シングルボーイ下位時代

しょっぱいドルヲタが細々と喋ります

雰囲気で喋るな

昔から「なんとなく面白い」が嫌いだった。

 

思えば僕は昔から部屋もカバンも財布も汚い癖に、なぜか自分の思う「笑い」にだけは、マメで真摯で実直でいようとする謎のこだわりを持っていた。

 

加えて変な所でシャイなため、勢いやテンションや大声や動きで取る笑いに苦手意識を持っており、その反動からか歪んだ『センス信仰』のような物に陥った。

 

冷静に考えれば、芸人を目指して養成所に通っているわけでもないのに、ここまでやたら変に笑いについてこだわるのもおかしいというか、客観的に見てサムかったりイタかったりするのもなんとなく分かるのだが、それでも僕は自分の好きな「笑い」の形を崩したくなかったし、たとえKYだの協調性がないだのと言われようとも、自分が「面白い」と思った場面以外では極力笑いたくないというのが偽りない本音だった。
----
• **やること**
- A) 本文によると、筆者が苦手意識を持っていたのはどのように取る笑いか答えよ。
- B) 本文のうち「冷静に考えれば、芸人を目指し」から「いうのが偽りない本音だった。」までのすべてを、一字も変えずに引用せよ。
----
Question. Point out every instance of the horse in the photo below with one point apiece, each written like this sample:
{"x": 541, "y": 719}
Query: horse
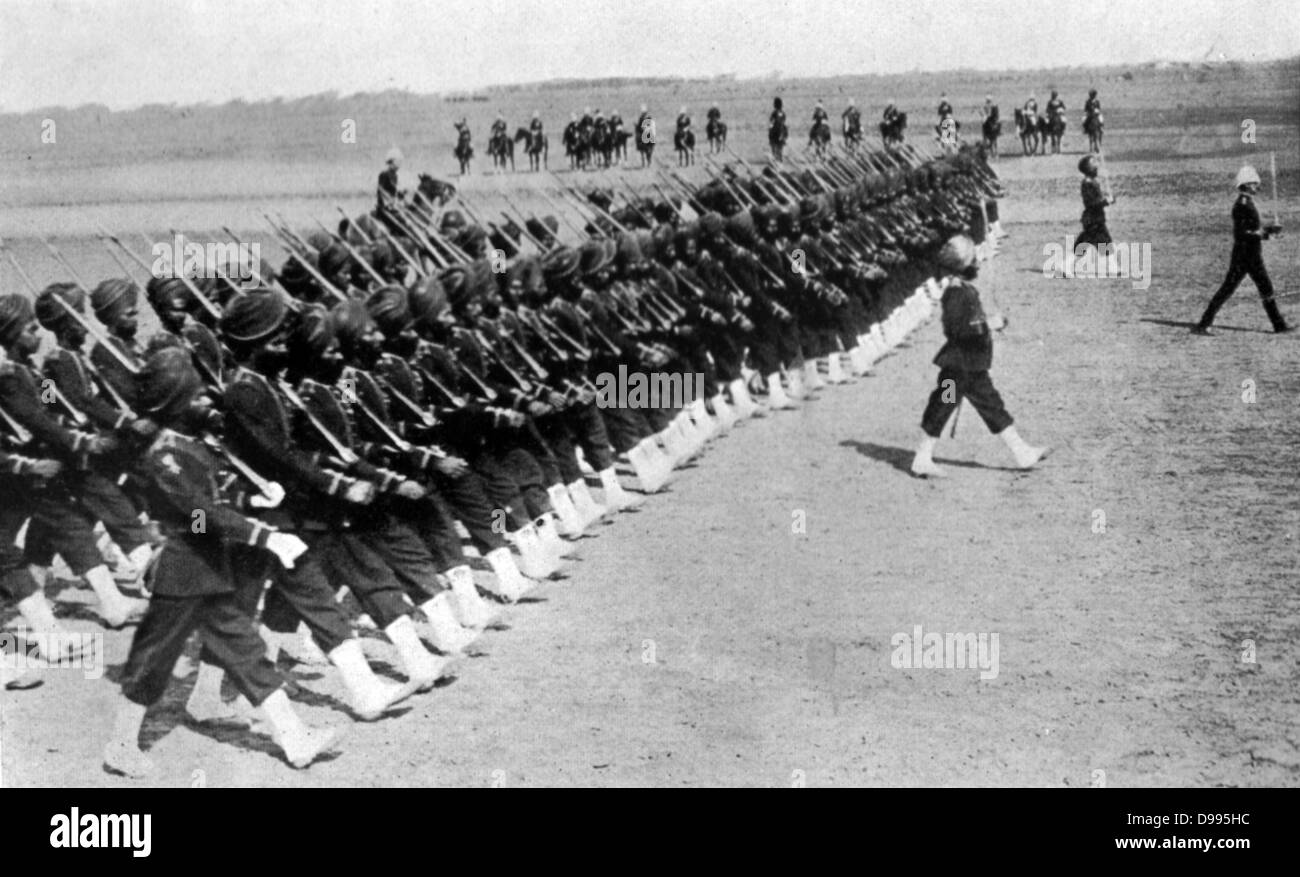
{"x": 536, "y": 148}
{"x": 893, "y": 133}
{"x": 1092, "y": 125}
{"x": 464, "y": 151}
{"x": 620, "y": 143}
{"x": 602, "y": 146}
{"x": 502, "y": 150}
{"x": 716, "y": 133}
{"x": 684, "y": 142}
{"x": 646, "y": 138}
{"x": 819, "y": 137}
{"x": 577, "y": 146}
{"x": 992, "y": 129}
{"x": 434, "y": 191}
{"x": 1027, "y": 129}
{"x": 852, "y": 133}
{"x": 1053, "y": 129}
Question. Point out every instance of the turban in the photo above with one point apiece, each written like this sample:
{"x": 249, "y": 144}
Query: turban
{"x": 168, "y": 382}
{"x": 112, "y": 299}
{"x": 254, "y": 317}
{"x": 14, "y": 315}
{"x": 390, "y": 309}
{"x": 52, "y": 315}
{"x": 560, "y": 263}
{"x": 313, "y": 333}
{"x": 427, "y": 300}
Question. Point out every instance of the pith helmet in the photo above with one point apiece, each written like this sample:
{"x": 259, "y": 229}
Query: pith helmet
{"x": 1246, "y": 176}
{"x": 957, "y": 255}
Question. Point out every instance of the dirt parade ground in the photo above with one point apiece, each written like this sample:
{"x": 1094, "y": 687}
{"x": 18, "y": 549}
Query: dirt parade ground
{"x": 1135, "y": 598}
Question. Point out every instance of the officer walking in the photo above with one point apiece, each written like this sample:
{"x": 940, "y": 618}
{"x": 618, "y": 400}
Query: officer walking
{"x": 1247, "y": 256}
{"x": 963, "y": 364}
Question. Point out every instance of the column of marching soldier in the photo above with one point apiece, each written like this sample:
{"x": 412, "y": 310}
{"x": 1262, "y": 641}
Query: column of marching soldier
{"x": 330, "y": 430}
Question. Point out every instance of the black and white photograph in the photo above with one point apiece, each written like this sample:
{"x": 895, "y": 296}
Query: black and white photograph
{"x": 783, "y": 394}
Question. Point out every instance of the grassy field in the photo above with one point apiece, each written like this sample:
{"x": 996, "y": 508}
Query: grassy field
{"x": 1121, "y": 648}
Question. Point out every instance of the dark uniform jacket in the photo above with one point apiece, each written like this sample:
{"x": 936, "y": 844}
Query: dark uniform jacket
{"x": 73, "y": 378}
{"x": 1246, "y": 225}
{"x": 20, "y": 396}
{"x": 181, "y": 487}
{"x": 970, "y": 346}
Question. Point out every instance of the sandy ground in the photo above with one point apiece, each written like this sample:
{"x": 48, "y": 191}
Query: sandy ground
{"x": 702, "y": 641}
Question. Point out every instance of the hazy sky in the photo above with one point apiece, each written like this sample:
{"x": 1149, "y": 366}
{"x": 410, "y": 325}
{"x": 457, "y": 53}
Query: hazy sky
----
• **解答一覧**
- A) 勢いやテンションや大声や動きで取る笑い。

- B)
冷静に考えれば、芸人を目指して養成所に通っているわけでもないのに、ここまでやたら変に笑いについてこだわるのもおかしいというか、客観的に見てサムかったりイタかったりするのもなんとなく分かるのだが、それでも僕は自分の好きな「笑い」の形を崩したくなかったし、たとえKYだの協調性がないだのと言われようとも、自分が「面白い」と思った場面以外では極力笑いたくないというのが偽りない本音だった。